=== Travail demandé ===
Veuillez citer fidèlement le passage de l'article ci-dessous, en commençant aux mots « Pour éviter de » et en vous arrêtant après « perchlorure de fer. ».

=== Texte fourni ===
----------------
Exporter un Circuit Imprimé depuis EAGLE vers GALAAD/PERCIVAL

Cet article a pour but d’expliquer la procédure a suivre pour passer d’une conception réalisée avec EAGLE Layout Editor à un circuit imprimé en chair et en os (ou plutôt en époxy et en cuivre) réalisé avec PERCIVAL. Cet article présuppose une bonne connaissance des outils EAGLE et GALAAD/LANCELOT pour la CAO et l’usinage.

Introduction

Rappelons rapidement le principe de fonctionnement d’un circuit imprimé.

Un circuit électronique consiste en l’interconnexion de différents composants (résistances, condensateurs, circuits intégrés, …). Ces connexions électriques doivent être réalisées avec un matériau conducteur d’électricité; habituellement le cuivre. Sur un circuit imprimé, on appelle ces connexions des pistes. Pour tenir ces pistes, on fait appel à un substrat isolant: l’époxy ou la bakélite (bien que d’autres matériaux soient également utilisés). Chaque piste relie donc différents composants via leurs broches. Les broches des composants sont reliées aux pistes par des pastilles de cuivre: c’est une zone plus large que la piste (afin de pouvoir y percer un trou) qui permet à l’étain de soudure d’adhérer et offre une meilleure résistance mécanique. Un circuit imprimé peut avoir une ou deux (voir plus) couches de cuivre afin d’augmenter la complexité du circuit. Enfin, il est possible de conserver de grandes étendues de cuivre reliées à une masse d’alimentation (ou à un autre potentiel); on parle alors de plan de masse. Ils ont plusieurs avantages, parmi lesquels une meilleure immunité du circuit au bruit électromagnétique, une meilleure dissipation thermique, …

Coupe d'un circuit imprimé
Coupe d’un circuit imprimé
Soudure d'une broche sur une pastille
Soudure d’une broche sur une pastille

La réalisation de circuits imprimés peut s’appuyer sur deux principes différents, mais à la finalité identique : enlever le cuivre autour des pistes afin d’isoler celles-ci les unes envers les autres. Je vais citer deux principes largement répandus:

  • L’attaque chimique
  • La gravure à l’anglaise (ou gravure mécanique)

L’attaque chimique

Cette méthode ancienne et fiable repose sur l’utilisation d’un composé chimique capable d’attaquer et dissoudre le cuivre.

On commence par prendre une plaque d’époxy recouverte d’une couche de cuivre et d’une couche photosensible.

Pour éviter de ronger tout le cuivre du circuit imprimé, on imprime un typon (représentation physique des pistes imprimées en noir sur une feuille transparent). Ce typon est utilisé pour insoler le vernis photosensible. Ensuite, comme pour la photographie argentique, il faut plonger la plaque dans un bain de révélateur. A ce moment, le dessin des pistes devrait apparaitre sur la plaque. On enlève les résidus de vernis photosensible et on plonge la plaque dans un bain d’attaque chimique (perchlorure de fer ou acide chlorique + peroxyde d’hydrogène).

ATTENTION : ces produits sont agressifs (voir très agressifs) et très salissant pour le perchlorure de fer.
----------------
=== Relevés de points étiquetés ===
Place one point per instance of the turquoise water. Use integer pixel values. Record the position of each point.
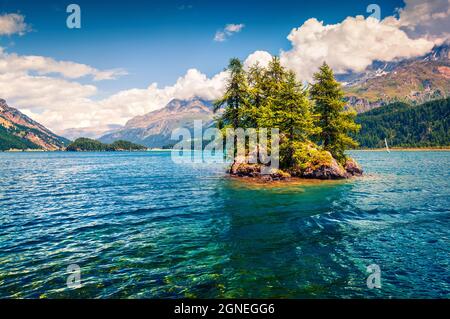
(140, 226)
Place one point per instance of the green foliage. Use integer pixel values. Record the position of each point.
(9, 140)
(125, 145)
(403, 125)
(235, 98)
(335, 122)
(87, 144)
(268, 98)
(307, 155)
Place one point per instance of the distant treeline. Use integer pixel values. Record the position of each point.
(403, 125)
(87, 144)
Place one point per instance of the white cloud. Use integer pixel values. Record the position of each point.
(61, 103)
(261, 57)
(352, 45)
(13, 23)
(44, 65)
(46, 89)
(228, 31)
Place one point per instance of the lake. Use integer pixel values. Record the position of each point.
(140, 226)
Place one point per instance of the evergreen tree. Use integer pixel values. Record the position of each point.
(286, 107)
(335, 122)
(235, 98)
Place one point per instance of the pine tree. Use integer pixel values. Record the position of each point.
(235, 98)
(335, 122)
(286, 107)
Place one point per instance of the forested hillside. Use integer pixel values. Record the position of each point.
(405, 125)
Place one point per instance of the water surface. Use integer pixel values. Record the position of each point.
(140, 226)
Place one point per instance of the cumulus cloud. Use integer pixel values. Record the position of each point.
(262, 58)
(43, 65)
(228, 31)
(47, 89)
(13, 23)
(351, 45)
(59, 103)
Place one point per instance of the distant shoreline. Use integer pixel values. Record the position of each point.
(403, 149)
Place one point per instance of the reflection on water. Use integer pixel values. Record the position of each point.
(140, 226)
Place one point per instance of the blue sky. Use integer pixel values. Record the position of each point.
(157, 41)
(67, 78)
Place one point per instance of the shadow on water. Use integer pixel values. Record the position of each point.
(275, 244)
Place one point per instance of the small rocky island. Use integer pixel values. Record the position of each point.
(89, 145)
(315, 126)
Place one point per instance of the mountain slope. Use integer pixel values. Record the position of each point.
(18, 131)
(404, 125)
(415, 81)
(154, 129)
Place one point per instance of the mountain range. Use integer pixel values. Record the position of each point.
(18, 131)
(416, 80)
(412, 81)
(154, 129)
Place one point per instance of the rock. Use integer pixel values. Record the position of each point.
(353, 168)
(329, 171)
(243, 169)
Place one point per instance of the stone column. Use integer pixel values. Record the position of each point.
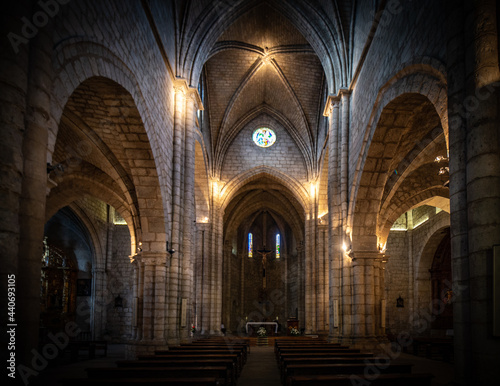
(98, 313)
(14, 68)
(201, 277)
(180, 90)
(33, 193)
(334, 230)
(473, 94)
(150, 330)
(186, 273)
(301, 285)
(367, 294)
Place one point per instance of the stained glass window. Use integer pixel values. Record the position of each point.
(278, 246)
(250, 245)
(264, 137)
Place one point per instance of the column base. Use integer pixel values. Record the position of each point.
(143, 347)
(374, 344)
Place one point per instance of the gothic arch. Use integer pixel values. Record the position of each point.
(367, 206)
(233, 186)
(76, 186)
(423, 290)
(213, 22)
(100, 61)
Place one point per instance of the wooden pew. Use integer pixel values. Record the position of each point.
(188, 356)
(193, 351)
(212, 348)
(348, 380)
(140, 381)
(220, 373)
(228, 364)
(89, 346)
(284, 357)
(228, 344)
(328, 360)
(345, 368)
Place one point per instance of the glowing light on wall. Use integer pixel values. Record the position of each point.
(250, 245)
(278, 246)
(264, 137)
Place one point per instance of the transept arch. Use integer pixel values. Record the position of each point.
(102, 130)
(399, 152)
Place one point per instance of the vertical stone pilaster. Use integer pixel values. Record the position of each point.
(367, 282)
(473, 95)
(148, 300)
(334, 230)
(33, 194)
(151, 293)
(98, 316)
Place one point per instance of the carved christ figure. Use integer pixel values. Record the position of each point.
(264, 252)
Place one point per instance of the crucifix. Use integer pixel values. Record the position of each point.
(264, 252)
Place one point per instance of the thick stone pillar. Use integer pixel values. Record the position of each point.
(334, 219)
(151, 293)
(301, 285)
(188, 214)
(174, 272)
(202, 278)
(367, 298)
(33, 194)
(473, 95)
(14, 67)
(98, 312)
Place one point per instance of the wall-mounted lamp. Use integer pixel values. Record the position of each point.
(171, 251)
(440, 158)
(118, 302)
(51, 168)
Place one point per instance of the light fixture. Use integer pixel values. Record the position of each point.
(118, 302)
(57, 167)
(443, 170)
(440, 158)
(171, 251)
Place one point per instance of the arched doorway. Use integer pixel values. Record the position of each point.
(441, 287)
(263, 278)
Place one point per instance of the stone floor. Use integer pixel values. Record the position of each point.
(260, 370)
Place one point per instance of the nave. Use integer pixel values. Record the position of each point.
(282, 361)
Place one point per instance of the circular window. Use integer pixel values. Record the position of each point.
(264, 137)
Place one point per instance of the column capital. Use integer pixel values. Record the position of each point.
(367, 257)
(331, 102)
(182, 88)
(153, 258)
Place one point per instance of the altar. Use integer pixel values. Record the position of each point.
(262, 324)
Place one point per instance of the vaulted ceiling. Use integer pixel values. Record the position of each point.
(272, 57)
(262, 65)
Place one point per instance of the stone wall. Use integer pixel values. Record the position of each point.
(244, 154)
(407, 271)
(120, 283)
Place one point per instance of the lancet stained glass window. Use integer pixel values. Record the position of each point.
(250, 245)
(264, 137)
(278, 246)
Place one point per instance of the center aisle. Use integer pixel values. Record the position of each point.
(261, 368)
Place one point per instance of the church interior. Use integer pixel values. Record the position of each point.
(182, 170)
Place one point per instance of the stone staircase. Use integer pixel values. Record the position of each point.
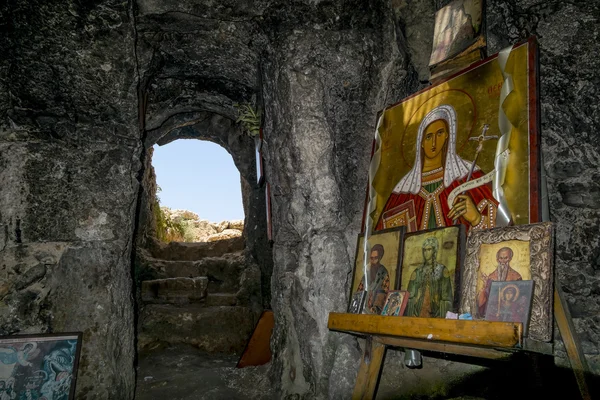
(203, 294)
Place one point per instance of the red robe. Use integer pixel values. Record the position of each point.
(482, 197)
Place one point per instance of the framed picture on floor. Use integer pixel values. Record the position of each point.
(39, 366)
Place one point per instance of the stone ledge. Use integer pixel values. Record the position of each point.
(174, 290)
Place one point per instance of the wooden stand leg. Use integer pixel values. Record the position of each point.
(369, 372)
(568, 334)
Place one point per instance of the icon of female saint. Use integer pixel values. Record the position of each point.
(423, 192)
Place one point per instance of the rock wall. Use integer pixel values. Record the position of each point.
(69, 155)
(71, 147)
(567, 35)
(197, 60)
(324, 81)
(326, 74)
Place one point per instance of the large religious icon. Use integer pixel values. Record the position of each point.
(378, 275)
(510, 302)
(430, 271)
(512, 254)
(443, 158)
(39, 366)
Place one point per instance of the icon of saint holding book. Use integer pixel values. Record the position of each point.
(420, 199)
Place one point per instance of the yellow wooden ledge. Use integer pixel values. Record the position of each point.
(479, 333)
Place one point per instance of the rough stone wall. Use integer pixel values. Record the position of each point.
(69, 154)
(568, 40)
(198, 59)
(326, 74)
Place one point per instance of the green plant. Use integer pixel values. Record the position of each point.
(249, 117)
(167, 229)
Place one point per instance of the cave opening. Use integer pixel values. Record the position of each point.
(200, 286)
(199, 195)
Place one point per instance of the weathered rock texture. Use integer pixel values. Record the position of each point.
(567, 35)
(324, 80)
(70, 152)
(69, 155)
(198, 60)
(211, 301)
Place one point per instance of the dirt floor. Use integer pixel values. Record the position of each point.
(185, 373)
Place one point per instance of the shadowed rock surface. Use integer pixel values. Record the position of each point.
(87, 87)
(184, 373)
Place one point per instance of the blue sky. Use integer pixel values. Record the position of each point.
(199, 176)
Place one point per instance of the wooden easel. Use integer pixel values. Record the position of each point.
(481, 339)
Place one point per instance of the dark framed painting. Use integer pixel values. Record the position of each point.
(357, 302)
(510, 301)
(430, 271)
(514, 253)
(395, 304)
(442, 158)
(39, 366)
(376, 268)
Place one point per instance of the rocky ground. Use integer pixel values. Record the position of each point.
(182, 372)
(201, 230)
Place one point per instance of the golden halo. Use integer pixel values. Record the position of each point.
(464, 106)
(517, 292)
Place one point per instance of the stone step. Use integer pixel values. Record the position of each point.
(174, 290)
(221, 299)
(218, 329)
(181, 251)
(223, 272)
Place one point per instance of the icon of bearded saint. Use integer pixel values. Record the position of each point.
(425, 189)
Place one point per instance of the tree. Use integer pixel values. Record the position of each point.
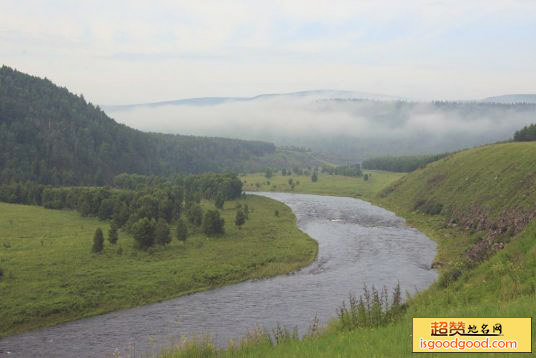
(240, 218)
(106, 209)
(182, 230)
(120, 215)
(98, 241)
(143, 232)
(212, 223)
(246, 211)
(161, 232)
(112, 233)
(220, 200)
(165, 209)
(195, 215)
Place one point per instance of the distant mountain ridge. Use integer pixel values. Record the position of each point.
(211, 101)
(51, 136)
(512, 98)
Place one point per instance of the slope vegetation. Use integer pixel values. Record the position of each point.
(52, 136)
(479, 206)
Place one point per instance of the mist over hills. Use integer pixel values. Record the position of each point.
(211, 101)
(512, 98)
(51, 136)
(343, 126)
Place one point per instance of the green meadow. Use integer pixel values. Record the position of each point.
(490, 183)
(50, 275)
(326, 185)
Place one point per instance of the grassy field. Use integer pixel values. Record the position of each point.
(326, 184)
(50, 276)
(499, 179)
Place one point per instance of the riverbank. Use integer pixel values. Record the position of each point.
(336, 185)
(50, 276)
(459, 202)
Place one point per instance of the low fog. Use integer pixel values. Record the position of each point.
(351, 129)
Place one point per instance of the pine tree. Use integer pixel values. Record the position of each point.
(161, 234)
(182, 230)
(112, 233)
(240, 218)
(246, 211)
(98, 241)
(220, 200)
(143, 232)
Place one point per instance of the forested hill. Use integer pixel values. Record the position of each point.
(51, 136)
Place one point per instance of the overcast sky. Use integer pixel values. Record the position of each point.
(119, 52)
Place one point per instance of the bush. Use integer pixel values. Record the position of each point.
(112, 233)
(212, 223)
(98, 241)
(161, 234)
(240, 218)
(220, 200)
(195, 215)
(182, 230)
(143, 232)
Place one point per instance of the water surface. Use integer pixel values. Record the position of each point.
(358, 244)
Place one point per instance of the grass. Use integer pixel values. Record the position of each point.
(50, 276)
(480, 185)
(326, 185)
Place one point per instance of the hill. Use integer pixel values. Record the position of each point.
(490, 188)
(479, 206)
(512, 98)
(52, 136)
(212, 101)
(343, 127)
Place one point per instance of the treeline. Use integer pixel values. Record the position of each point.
(137, 207)
(51, 136)
(527, 134)
(352, 170)
(401, 164)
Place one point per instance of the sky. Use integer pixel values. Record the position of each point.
(122, 52)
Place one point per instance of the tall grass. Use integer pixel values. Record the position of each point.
(370, 309)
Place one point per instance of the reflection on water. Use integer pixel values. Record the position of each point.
(358, 244)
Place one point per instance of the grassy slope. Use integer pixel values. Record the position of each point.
(50, 276)
(326, 184)
(495, 178)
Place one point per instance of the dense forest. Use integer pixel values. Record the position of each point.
(352, 170)
(403, 164)
(51, 136)
(526, 134)
(138, 203)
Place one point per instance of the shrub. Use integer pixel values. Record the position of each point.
(112, 233)
(143, 232)
(161, 233)
(220, 200)
(195, 215)
(98, 241)
(240, 218)
(212, 223)
(182, 230)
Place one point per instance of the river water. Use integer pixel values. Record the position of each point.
(358, 244)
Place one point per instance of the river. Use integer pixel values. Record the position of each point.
(359, 244)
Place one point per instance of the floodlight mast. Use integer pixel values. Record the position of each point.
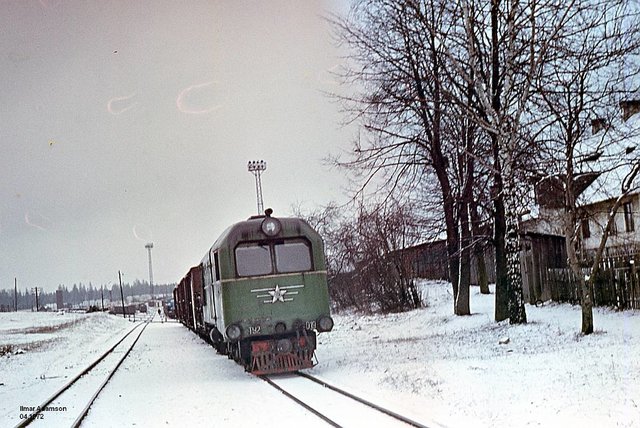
(256, 168)
(149, 246)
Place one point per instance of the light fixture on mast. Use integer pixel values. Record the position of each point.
(256, 167)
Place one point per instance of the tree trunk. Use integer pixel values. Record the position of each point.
(478, 250)
(464, 279)
(502, 297)
(517, 313)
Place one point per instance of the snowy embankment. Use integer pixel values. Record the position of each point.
(427, 364)
(454, 370)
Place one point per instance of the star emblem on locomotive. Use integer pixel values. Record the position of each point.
(277, 294)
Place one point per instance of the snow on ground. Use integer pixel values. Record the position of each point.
(428, 364)
(40, 351)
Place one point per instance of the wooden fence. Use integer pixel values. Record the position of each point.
(616, 285)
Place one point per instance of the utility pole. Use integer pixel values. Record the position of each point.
(121, 294)
(149, 246)
(37, 304)
(256, 167)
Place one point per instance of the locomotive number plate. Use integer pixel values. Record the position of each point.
(310, 325)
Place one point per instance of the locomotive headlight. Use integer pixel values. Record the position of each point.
(271, 226)
(234, 332)
(283, 346)
(325, 323)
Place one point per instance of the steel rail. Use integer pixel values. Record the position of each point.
(362, 400)
(300, 402)
(79, 419)
(69, 384)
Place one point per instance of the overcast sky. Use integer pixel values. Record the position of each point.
(126, 122)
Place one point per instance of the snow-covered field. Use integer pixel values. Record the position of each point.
(427, 364)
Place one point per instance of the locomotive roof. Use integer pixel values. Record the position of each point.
(250, 230)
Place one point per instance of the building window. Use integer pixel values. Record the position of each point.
(584, 225)
(628, 217)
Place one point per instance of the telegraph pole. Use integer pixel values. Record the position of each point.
(121, 294)
(37, 305)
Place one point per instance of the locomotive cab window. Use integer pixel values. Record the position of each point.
(293, 256)
(253, 259)
(282, 256)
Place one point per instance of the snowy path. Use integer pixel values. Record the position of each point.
(172, 378)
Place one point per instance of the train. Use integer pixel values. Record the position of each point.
(260, 294)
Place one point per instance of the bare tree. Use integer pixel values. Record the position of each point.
(592, 63)
(396, 47)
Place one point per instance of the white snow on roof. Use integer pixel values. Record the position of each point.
(610, 152)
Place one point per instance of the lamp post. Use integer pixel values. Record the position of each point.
(256, 168)
(121, 294)
(149, 246)
(37, 304)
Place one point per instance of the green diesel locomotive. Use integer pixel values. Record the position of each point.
(260, 294)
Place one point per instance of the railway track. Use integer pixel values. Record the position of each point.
(71, 403)
(334, 405)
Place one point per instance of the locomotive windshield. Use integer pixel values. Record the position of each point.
(282, 256)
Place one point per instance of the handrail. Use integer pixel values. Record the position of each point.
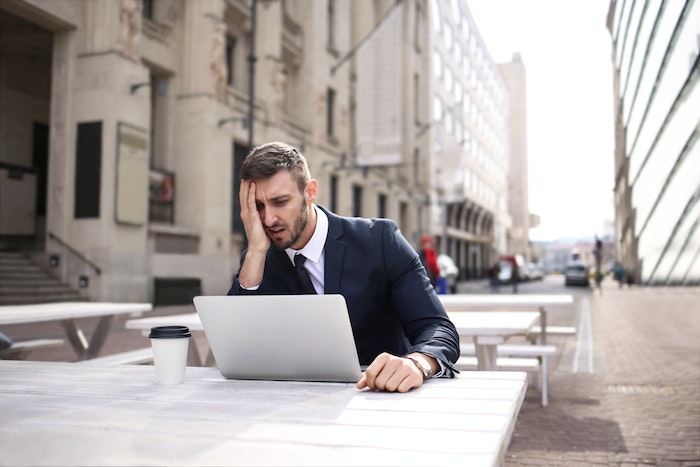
(76, 253)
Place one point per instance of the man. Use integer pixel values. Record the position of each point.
(401, 329)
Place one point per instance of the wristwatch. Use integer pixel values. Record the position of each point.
(423, 365)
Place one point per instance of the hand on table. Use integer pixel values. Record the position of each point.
(392, 374)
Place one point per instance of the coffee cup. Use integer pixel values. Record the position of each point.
(170, 345)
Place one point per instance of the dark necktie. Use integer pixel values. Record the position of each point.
(303, 275)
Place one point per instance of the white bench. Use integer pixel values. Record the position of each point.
(536, 332)
(516, 356)
(21, 349)
(132, 357)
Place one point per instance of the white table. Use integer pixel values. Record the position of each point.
(67, 313)
(490, 328)
(67, 414)
(191, 320)
(542, 302)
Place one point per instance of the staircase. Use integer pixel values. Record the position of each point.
(24, 282)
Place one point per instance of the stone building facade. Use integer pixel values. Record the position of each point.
(125, 123)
----------------
=== Réponse attendue ===
Pour éviter de ronger tout le cuivre du circuit imprimé, on imprime un typon (représentation physique des pistes imprimées en noir sur une feuille transparent). Ce typon est utilisé pour insoler le vernis photosensible. Ensuite, comme pour la photographie argentique, il faut plonger la plaque dans un bain de révélateur. A ce moment, le dessin des pistes devrait apparaitre sur la plaque. On enlève les résidus de vernis photosensible et on plonge la plaque dans un bain d’attaque chimique (perchlorure de fer ou acide chlorique + peroxyde d’hydrogène).

ATTENTION : ces produits sont agressifs (voir très agressifs) et très salissant pour le perchlorure de fer.